What you have to do -
Give the lines below again exactly, starting with the line that holds "Identify one point on each instance of the lawn" and going on through the line that holds "Identify one point on each instance of the lamp".

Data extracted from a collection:
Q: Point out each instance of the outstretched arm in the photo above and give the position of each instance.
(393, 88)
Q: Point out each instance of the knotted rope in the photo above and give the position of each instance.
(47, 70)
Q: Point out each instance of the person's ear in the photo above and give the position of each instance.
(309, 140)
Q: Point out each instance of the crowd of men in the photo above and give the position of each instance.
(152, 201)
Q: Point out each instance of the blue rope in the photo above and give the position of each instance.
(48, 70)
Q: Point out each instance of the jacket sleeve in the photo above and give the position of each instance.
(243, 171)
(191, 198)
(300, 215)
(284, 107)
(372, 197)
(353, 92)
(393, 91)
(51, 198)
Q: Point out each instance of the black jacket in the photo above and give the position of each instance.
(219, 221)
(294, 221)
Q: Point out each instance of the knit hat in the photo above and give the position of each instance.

---

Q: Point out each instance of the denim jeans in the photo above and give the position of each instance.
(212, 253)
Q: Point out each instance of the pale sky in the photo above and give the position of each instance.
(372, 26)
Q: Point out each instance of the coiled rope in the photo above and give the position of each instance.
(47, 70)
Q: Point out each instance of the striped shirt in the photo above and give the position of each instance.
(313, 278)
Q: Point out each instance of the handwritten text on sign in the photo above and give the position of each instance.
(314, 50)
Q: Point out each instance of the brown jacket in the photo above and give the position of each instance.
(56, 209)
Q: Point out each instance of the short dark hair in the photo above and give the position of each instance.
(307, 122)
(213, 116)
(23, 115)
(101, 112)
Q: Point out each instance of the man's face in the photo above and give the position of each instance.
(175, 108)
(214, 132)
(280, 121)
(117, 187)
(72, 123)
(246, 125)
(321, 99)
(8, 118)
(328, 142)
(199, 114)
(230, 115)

* * *

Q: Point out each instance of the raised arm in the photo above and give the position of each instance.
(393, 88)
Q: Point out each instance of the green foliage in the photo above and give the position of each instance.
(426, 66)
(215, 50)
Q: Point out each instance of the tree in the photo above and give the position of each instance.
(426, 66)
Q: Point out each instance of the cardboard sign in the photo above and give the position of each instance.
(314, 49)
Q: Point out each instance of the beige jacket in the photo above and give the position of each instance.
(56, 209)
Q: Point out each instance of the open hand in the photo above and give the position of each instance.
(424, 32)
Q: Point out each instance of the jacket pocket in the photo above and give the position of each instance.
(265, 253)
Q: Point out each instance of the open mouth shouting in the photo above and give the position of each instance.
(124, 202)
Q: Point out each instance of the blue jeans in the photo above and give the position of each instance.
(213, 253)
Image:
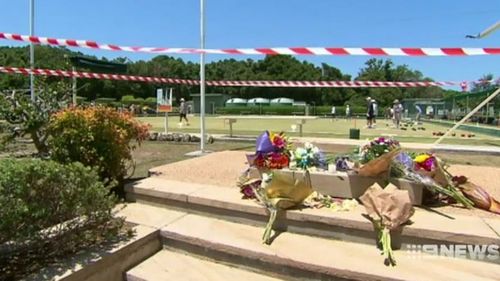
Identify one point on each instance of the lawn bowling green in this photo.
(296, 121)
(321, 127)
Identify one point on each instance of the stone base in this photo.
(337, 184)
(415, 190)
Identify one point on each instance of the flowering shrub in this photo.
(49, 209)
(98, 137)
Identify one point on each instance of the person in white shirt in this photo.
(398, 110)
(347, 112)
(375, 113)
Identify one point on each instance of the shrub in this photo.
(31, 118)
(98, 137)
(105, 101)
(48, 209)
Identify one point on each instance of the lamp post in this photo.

The answer -
Identify one point on each instance of the lawn bowling green in this photo.
(296, 121)
(321, 127)
Identify one point on each instance of the stone base in this photo.
(337, 184)
(415, 190)
Identify one point on each instance of the flowering shrub in this photo.
(49, 209)
(98, 137)
Identify one point on each instance of the person in white shirt in this photo.
(398, 110)
(347, 112)
(375, 113)
Identify one point on each instance of the shrub in this photo.
(31, 118)
(98, 137)
(105, 101)
(48, 209)
Identify one point on each instance of the lamp post in this photo.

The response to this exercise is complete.